Action item ▸
Do these statements agree with the Black Widow review below: (a) Casagrande's style portrays superheroes closer to realistic human shape, (b) in v.8 Natasha no longer values secrets, and (c) in earlier volumes Natasha and Yelena were centered as autonomous humans? For each, answer yes or no and quote the words of the review that settle it.

Exercise passage ▸
--------------------------------

This key legacy issue also includes more of the iconic depictions of Black Widow as an acrobatic and gifted super-agent and fighter.

Paneling and coloring continue to define v.8 as one of, if not the best runs featuring Black Widow.

“This Is Beautiful”

Issue 11 highlights in the final third of this volume Natasha’s remaining internal struggles. Although she has found and fostered a community with her new team, she remains in her bones a loner, and as in previous volumes, continues to value the power of secrets.

Nat certainly is well represented on a motorcycle—the solo vehicle that is an extension of her individuality as well as her power and grace.

How humans are portrayed in comic books has a long problematic history. Men and women alike are often drawn in distorted ways (particularly for me, the low point being the artistic style of the 1990s)—although women are more often than not hypersexualized. Black Widow has suffered that fate often, too often, so v.8 is an interesting way to interrogate women’s bodies, the gaze afforded readers when women are centered, and the role of clothing and fashion in depicting women superheroes.

Casagrande’s style is often similar to Noto’s in terms of portraying superheroes closer to realistic human shape while embracing elements of beauty without reducing women to their cleavages or mid-drifts (see here).

In short, women are celebrated as beautiful, unique, and powerful without the lens of the lurid male gaze. Fashion, in fact, plays a central role, and the characters are allowed to embrace what is often seen traditionally (and problematically) as womanhood in complex and even playful ways by the characters themselves.

In earlier volumes, Natasha and Yelena were puppets for revealing outfits and exposing cat fights. Thompson and Casagrande avoid these failures by centering both characters as autonomous humans who are both their bodies and much more.

At the center of how characters are portrayed, in fact, is the wonderful work of Casagrande and Bellaire (again). Possibly the best way to describe v.8 is that the entire run is simply beautiful—in the most inspiring use of the word.

--------------------------------

Raw data ▸
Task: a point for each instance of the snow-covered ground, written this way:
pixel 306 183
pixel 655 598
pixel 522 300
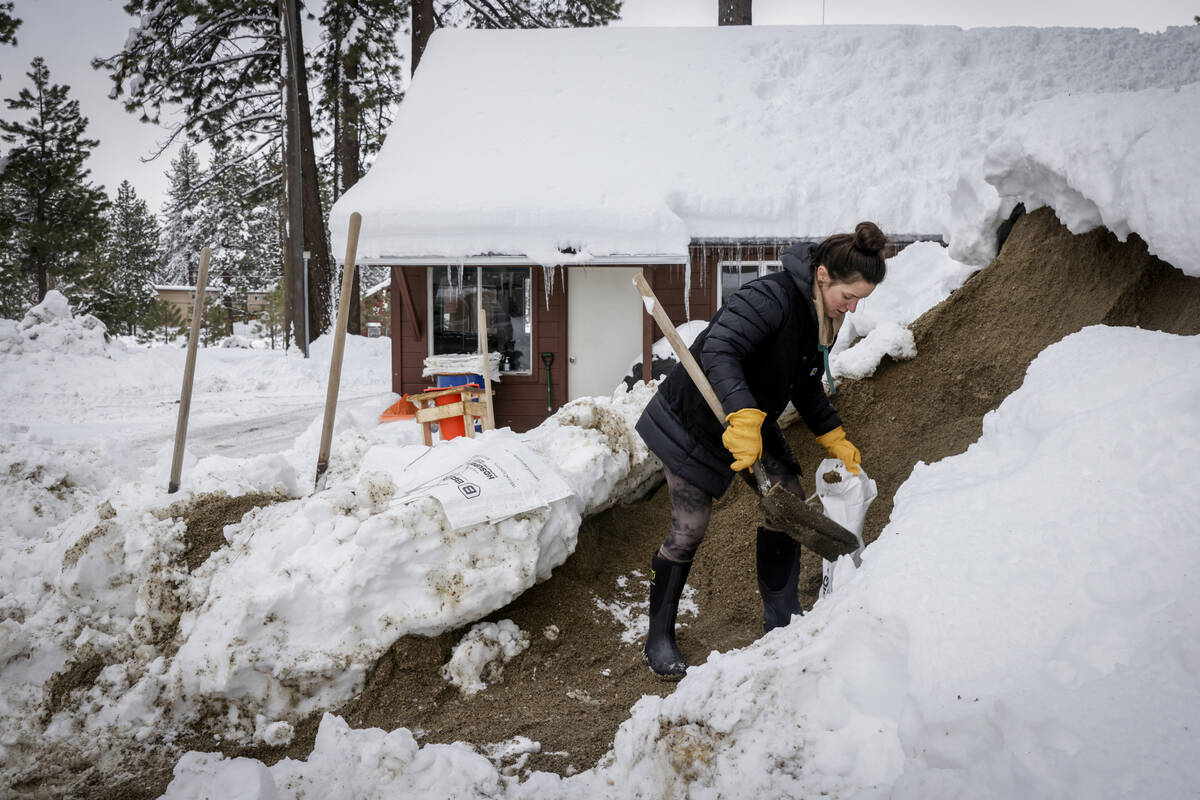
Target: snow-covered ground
pixel 1025 626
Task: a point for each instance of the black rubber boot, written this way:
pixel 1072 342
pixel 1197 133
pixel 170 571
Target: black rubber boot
pixel 666 584
pixel 778 558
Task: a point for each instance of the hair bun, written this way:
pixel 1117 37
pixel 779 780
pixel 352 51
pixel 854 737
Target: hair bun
pixel 869 239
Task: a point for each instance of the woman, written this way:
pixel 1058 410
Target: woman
pixel 767 346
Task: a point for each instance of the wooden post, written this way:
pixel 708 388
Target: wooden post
pixel 489 415
pixel 185 395
pixel 647 340
pixel 335 359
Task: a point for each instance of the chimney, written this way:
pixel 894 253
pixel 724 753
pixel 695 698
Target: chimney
pixel 733 12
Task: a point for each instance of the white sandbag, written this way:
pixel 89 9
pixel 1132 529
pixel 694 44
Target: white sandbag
pixel 845 499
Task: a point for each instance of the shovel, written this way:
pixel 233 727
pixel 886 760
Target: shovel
pixel 803 523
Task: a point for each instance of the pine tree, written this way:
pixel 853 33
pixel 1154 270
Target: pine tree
pixel 9 24
pixel 270 319
pixel 240 222
pixel 120 286
pixel 359 67
pixel 214 320
pixel 161 320
pixel 181 234
pixel 53 216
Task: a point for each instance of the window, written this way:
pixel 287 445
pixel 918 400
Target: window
pixel 736 275
pixel 456 294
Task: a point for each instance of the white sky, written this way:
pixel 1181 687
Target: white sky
pixel 70 32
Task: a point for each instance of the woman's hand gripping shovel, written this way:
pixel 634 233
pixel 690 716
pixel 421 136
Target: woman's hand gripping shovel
pixel 803 523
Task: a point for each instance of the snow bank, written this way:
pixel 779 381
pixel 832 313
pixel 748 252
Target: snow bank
pixel 480 656
pixel 51 328
pixel 1021 629
pixel 1126 161
pixel 919 277
pixel 303 597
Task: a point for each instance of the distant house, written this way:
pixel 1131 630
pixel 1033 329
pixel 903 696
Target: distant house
pixel 376 310
pixel 183 298
pixel 256 301
pixel 533 173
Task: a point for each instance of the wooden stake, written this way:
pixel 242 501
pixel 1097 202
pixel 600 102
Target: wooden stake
pixel 185 395
pixel 335 360
pixel 489 415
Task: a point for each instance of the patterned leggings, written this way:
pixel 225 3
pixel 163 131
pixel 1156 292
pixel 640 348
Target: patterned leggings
pixel 691 509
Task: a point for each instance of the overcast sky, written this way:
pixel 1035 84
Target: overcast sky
pixel 70 32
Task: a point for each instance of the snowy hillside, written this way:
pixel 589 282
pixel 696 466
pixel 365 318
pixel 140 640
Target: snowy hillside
pixel 1024 626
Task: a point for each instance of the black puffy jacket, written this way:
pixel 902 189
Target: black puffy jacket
pixel 760 350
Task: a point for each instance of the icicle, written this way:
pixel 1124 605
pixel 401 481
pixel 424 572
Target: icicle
pixel 687 290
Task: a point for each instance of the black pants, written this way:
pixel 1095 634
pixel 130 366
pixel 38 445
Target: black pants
pixel 691 509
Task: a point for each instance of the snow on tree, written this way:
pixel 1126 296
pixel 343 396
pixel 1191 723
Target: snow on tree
pixel 52 217
pixel 219 62
pixel 237 222
pixel 181 235
pixel 119 288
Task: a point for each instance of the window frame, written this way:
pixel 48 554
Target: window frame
pixel 479 304
pixel 763 271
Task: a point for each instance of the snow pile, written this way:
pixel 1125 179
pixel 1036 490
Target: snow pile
pixel 919 277
pixel 593 444
pixel 301 597
pixel 631 608
pixel 725 132
pixel 1023 625
pixel 479 657
pixel 51 328
pixel 1126 161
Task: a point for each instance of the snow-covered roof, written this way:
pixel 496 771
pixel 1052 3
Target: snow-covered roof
pixel 605 142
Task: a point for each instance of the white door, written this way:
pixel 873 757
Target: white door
pixel 604 328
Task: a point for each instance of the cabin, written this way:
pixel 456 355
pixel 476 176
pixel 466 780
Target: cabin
pixel 183 298
pixel 533 173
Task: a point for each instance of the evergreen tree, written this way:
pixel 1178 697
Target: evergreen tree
pixel 270 320
pixel 359 67
pixel 120 287
pixel 53 217
pixel 219 62
pixel 9 24
pixel 214 320
pixel 183 235
pixel 161 320
pixel 241 227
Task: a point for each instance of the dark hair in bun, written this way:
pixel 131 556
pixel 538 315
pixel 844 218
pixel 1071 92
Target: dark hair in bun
pixel 851 256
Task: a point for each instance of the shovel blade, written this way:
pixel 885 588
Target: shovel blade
pixel 807 525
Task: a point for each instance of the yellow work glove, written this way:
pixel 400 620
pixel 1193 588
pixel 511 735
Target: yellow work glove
pixel 839 446
pixel 743 438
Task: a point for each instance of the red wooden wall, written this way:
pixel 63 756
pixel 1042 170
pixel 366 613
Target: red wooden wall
pixel 521 401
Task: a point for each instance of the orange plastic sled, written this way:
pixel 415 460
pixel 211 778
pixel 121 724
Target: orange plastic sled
pixel 401 409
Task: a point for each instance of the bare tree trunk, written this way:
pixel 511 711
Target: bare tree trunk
pixel 293 241
pixel 733 12
pixel 321 269
pixel 423 28
pixel 348 157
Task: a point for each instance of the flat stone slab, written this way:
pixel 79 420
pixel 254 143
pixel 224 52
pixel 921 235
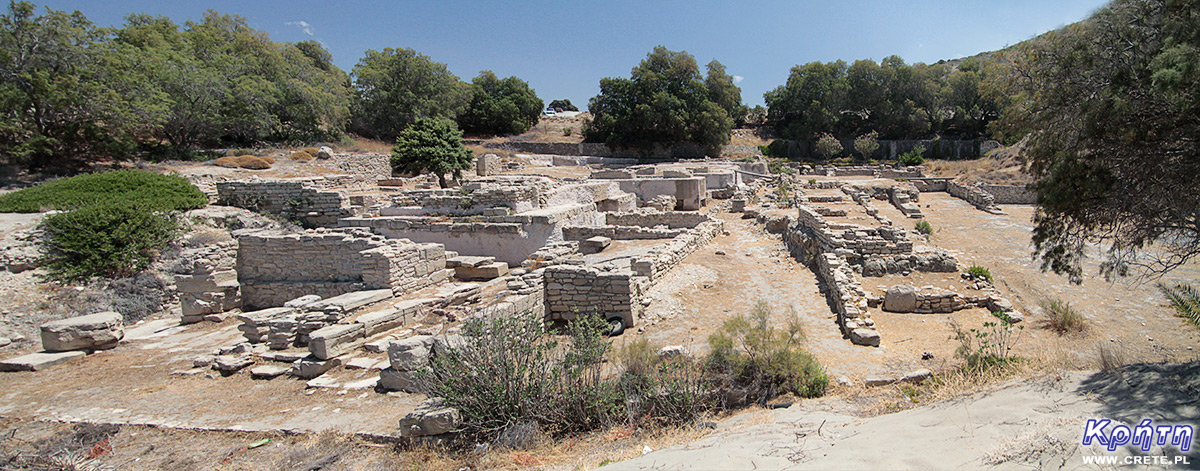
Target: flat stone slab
pixel 268 371
pixel 37 361
pixel 91 332
pixel 468 261
pixel 349 302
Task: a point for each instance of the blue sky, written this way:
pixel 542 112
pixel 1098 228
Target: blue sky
pixel 563 48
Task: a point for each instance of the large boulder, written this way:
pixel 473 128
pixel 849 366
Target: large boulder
pixel 91 332
pixel 900 298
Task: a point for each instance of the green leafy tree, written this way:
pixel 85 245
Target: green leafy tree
pixel 665 102
pixel 725 93
pixel 431 144
pixel 827 145
pixel 501 106
pixel 867 144
pixel 66 95
pixel 565 105
pixel 399 87
pixel 1111 107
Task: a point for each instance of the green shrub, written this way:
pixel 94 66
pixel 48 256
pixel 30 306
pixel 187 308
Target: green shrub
pixel 111 239
pixel 990 346
pixel 979 272
pixel 1061 317
pixel 1186 300
pixel 749 355
pixel 912 158
pixel 148 190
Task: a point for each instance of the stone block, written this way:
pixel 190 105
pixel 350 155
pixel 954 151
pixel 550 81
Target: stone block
pixel 310 367
pixel 334 340
pixel 900 298
pixel 91 332
pixel 391 379
pixel 486 272
pixel 430 418
pixel 37 361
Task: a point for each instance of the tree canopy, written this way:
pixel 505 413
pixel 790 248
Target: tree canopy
pixel 435 145
pixel 1111 106
pixel 499 106
pixel 399 87
pixel 665 102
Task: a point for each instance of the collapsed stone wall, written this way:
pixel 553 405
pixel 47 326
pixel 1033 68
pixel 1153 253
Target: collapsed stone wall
pixel 1009 194
pixel 275 268
pixel 298 200
pixel 973 195
pixel 666 256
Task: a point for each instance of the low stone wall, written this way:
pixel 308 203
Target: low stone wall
pixel 1011 194
pixel 275 268
pixel 664 257
pixel 297 200
pixel 575 291
pixel 973 195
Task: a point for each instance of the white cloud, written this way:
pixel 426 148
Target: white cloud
pixel 303 25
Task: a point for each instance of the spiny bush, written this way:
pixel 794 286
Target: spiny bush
pixel 757 362
pixel 990 346
pixel 979 272
pixel 912 158
pixel 1186 300
pixel 149 190
pixel 1061 317
pixel 113 239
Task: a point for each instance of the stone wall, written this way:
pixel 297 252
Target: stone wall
pixel 275 268
pixel 973 195
pixel 298 200
pixel 577 290
pixel 1011 194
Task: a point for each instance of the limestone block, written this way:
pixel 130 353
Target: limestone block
pixel 864 337
pixel 310 367
pixel 391 379
pixel 91 332
pixel 37 361
pixel 334 340
pixel 430 418
pixel 900 298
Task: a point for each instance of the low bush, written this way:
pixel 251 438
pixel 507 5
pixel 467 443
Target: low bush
pixel 990 346
pixel 979 272
pixel 753 362
pixel 1186 300
pixel 1061 317
pixel 912 158
pixel 112 239
pixel 148 190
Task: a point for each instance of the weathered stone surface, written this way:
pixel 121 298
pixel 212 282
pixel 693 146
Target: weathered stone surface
pixel 91 332
pixel 334 340
pixel 917 376
pixel 864 337
pixel 37 361
pixel 391 379
pixel 229 364
pixel 430 418
pixel 310 368
pixel 411 353
pixel 900 298
pixel 268 371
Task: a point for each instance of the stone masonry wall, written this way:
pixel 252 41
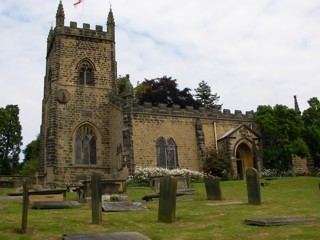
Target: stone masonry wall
pixel 151 123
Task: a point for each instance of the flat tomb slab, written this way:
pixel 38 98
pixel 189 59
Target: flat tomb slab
pixel 54 204
pixel 103 236
pixel 278 221
pixel 123 206
pixel 225 203
pixel 46 197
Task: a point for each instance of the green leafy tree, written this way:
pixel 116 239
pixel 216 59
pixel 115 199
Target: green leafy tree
pixel 205 96
pixel 164 90
pixel 281 130
pixel 10 139
pixel 311 136
pixel 124 86
pixel 31 157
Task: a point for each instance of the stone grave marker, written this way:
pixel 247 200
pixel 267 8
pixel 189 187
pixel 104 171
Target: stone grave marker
pixel 96 199
pixel 54 205
pixel 102 236
pixel 167 199
pixel 278 221
pixel 25 203
pixel 213 189
pixel 253 186
pixel 123 206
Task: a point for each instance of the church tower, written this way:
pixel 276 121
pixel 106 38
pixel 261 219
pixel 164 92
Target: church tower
pixel 81 126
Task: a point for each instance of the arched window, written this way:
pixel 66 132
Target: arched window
pixel 86 76
pixel 172 154
pixel 161 152
pixel 86 142
pixel 167 153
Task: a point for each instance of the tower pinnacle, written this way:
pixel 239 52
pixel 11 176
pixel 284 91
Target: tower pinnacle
pixel 60 16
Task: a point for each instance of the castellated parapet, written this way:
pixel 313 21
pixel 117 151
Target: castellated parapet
pixel 189 111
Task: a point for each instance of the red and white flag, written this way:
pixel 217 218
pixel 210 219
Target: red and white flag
pixel 77 3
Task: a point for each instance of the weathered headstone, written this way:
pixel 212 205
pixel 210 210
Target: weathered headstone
pixel 54 205
pixel 278 221
pixel 101 236
pixel 253 186
pixel 188 179
pixel 213 188
pixel 96 201
pixel 24 208
pixel 123 206
pixel 167 199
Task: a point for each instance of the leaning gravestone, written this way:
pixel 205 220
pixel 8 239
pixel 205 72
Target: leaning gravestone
pixel 253 186
pixel 213 188
pixel 167 199
pixel 96 199
pixel 25 203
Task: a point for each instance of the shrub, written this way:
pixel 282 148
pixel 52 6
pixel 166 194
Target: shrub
pixel 142 176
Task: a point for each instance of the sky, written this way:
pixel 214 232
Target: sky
pixel 250 52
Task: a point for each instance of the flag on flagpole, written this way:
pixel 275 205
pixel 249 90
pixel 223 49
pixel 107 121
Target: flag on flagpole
pixel 77 3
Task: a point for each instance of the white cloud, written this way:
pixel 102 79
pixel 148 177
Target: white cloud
pixel 250 52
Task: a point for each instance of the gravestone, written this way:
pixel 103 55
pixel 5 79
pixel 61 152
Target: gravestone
pixel 253 186
pixel 103 236
pixel 54 205
pixel 213 188
pixel 123 206
pixel 96 199
pixel 278 221
pixel 25 204
pixel 188 179
pixel 167 199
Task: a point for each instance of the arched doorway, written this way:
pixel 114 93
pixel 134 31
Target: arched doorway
pixel 244 159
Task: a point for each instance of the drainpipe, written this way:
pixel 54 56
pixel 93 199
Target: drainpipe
pixel 215 135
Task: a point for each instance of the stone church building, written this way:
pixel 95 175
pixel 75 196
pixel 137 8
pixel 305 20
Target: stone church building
pixel 87 127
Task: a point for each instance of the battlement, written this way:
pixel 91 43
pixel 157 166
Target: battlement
pixel 85 31
pixel 189 111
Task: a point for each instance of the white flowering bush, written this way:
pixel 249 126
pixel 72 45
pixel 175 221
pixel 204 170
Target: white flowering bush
pixel 142 175
pixel 276 173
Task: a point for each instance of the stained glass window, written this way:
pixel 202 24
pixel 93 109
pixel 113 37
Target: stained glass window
pixel 85 144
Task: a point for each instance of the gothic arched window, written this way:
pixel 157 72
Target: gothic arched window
pixel 85 143
pixel 161 152
pixel 86 76
pixel 172 160
pixel 167 153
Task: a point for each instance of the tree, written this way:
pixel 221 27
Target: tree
pixel 311 136
pixel 205 96
pixel 31 157
pixel 164 90
pixel 124 86
pixel 281 130
pixel 10 139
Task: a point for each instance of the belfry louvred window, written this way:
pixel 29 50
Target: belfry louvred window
pixel 85 143
pixel 167 153
pixel 86 74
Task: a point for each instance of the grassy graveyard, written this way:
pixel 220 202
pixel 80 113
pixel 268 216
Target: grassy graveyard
pixel 196 217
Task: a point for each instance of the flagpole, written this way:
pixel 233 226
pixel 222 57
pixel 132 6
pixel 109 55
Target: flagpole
pixel 83 11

--------------------------------

Answer for the task ▸
(a) Yes: "Casagrande’s style is often similar to Noto’s in terms of portraying superheroes closer to realistic human shape"
(b) No: "continues to value the power of secrets"
(c) No: "In earlier volumes, Natasha and Yelena were puppets for revealing outfits and exposing cat fights."